This leads into the third piece of advice, "mostly plants", which is where we as a culture so frequently fail. Eating is pretty much a zero-sum game, and so if we eat more industrial foods, we do so either at the expense of something else (or by increasing our total caloric intake which isn't great either)... and generally that sacrificed item are vegetables. But "mostly plants" means more than just trying to choke down xx servings of veggies per day; it means paying attention to what the meat that you consume itself consumed. It means eating more plants and fewer processed foods. It means eating grass-fed organic beef.
The sub-title of Pollan's book is "an eater's manifesto", having also mentioned the important distinction between "consuming calories" and "eating & enjoying food". In Defense of Food contains a very good chapter that includes his advice on how to eat well (you really should buy the book anyway), but here are a few nuggets.
- Trans fats are REALLY, REALLY bad. Avoid them at all costs.
- Saturated fats aren't necessarily bad, if they are a part of "food" and not "manufactured food-like stuff".
- Don't automatically believe in nutritionism. This reductionist science claims that amazingly complex foods can be replaced with a substrate + 100% of USRDA of 40 or so vitamins and minerals.
- Eat organic & from farmers' markets, whenever possible. Not just because the toxins in "conventionally grown" foods aren't good for you, but because veggies grown in healthy soils are twice (or more) as healthy as industrial veggies, and while "organic" doesn't guarantee healthy soils, it's often a good hint. Thus, local farmers market foods are probably better than supermarket organics, if you have the choice.
- Diversify your portfolio. One of the problems with the 20th century industrialization of food was the extreme drop in the diversity of sources in what we eat. Today the per capita diet contains 554 calories from corn, 257 from soy, and 768 from wheat. Yikes. We evolved as omnivores, and it makes sense that it's a good idea to eat a variety of grains (not too much of each), a variety of meats (not too much, not corn-fed), and variety of vegetables (from healthy soils).
And here's where we touch on uncomfortable subjects - Pollan mentions that there is a trade-off in eating between quantity and quality, and that the American system has focussed on the former, at the cost of the latter. "Turning out vast quantities of so-so food sold in tremendous packages at a terrific price is what we do well." As such, eating in America has very significant socio-economic under-(over?)tones: one must make the choice between eating healthily and spending more $$, or saving money while giving inferior/unhealthy meals to your family. Those of us who are lucky enough to have the extra time and money to acquire good food can do so, depending on where we live, but a large portion of the country does not have that luxury. Certainly we can hope that the more of us that shop at farmers markets, join CSAs, and plant gardens, etc will slowly shift the nation's food culture in the right direction, but is that enough? Surely not, but if the effort to improve our personal diets seems daunting, overthrowing the industrial-food empire seems impossible.
* really, "food manufacturer" sums up a lot that is wrong with current society. Farmers no longer grow food, they grow plants that, through several mechanical and chemical processes, are turned into substances that end up on supermarket shelves. What are the top two crops in the midwest? Corn & Soybeans, neither of which can be eaten by humans straight off the plant. Why corn and soy? Because those two are "among nature's most efficient transformers of sunlight and chemical fertilizer into carbohydrate energy (corn) and fat and protein (soy)."[p117] Incidentally, I highly recommend the documentary "King Corn".

==========

_Required tasks_
**A)** Rewrite the paragraph of the food-advice passage that begins "This leads into the third piece of advice" in shorter form, keeping its main facts.
**B)** Transcribe the food-advice passage from "- Trans fats" up to and including "have the choice.".
**C)** List the opening sentence of each bulleted item in the food-advice passage.
The listing comes from a separate source and has no connection to the food-advice passage.

_Supplied data_
==========

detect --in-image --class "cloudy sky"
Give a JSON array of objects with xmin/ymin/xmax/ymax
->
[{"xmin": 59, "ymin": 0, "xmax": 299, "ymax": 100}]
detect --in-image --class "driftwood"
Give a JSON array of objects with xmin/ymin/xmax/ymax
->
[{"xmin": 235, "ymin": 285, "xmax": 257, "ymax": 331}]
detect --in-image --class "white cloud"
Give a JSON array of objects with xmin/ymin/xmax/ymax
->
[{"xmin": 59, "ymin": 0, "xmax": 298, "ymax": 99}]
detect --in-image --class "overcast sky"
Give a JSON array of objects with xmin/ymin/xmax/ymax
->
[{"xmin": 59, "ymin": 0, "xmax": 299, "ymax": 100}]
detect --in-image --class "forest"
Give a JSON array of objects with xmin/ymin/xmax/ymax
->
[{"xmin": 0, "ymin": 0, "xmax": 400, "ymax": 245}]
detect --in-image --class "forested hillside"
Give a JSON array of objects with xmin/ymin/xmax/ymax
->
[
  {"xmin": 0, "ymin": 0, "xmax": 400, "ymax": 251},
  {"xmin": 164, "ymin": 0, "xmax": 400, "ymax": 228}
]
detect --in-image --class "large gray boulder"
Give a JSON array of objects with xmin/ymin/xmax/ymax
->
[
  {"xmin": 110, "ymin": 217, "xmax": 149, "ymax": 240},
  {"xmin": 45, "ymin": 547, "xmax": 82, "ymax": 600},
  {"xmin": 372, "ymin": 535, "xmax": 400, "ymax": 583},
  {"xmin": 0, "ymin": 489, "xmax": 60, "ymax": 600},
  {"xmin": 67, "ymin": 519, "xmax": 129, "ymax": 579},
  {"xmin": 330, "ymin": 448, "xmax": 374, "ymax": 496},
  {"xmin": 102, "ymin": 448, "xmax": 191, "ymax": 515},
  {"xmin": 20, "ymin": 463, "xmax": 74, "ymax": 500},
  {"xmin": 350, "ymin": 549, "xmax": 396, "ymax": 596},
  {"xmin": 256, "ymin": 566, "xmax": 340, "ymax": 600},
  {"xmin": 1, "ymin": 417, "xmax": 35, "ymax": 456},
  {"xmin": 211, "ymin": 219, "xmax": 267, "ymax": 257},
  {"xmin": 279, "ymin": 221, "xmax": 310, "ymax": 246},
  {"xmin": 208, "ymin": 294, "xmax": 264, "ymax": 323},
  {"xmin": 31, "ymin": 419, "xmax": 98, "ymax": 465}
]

==========

_Results in order_
**A)** "Mostly plants," the third piece of advice, is where the culture most often fails. Eating is roughly zero-sum, so eating more industrial food either displaces something else, usually vegetables, or raises total calorie intake, which is also not good. The advice means more than forcing down servings of vegetables. It means noticing what the meat you eat itself ate, eating more plants and fewer processed foods, and choosing grass-fed organic beef.

**B)**
- Trans fats are REALLY, REALLY bad. Avoid them at all costs.
- Saturated fats aren't necessarily bad, if they are a part of "food" and not "manufactured food-like stuff".
- Don't automatically believe in nutritionism. This reductionist science claims that amazingly complex foods can be replaced with a substrate + 100% of USRDA of 40 or so vitamins and minerals.
- Eat organic & from farmers' markets, whenever possible. Not just because the toxins in "conventionally grown" foods aren't good for you, but because veggies grown in healthy soils are twice (or more) as healthy as industrial veggies, and while "organic" doesn't guarantee healthy soils, it's often a good hint. Thus, local farmers market foods are probably better than supermarket organics, if you have the choice.

**C)**
- Trans fats are REALLY, REALLY bad.
- Saturated fats aren't necessarily bad, if they are a part of "food" and not "manufactured food-like stuff".
- Don't automatically believe in nutritionism.
- Eat organic & from farmers' markets, whenever possible.
- Diversify your portfolio.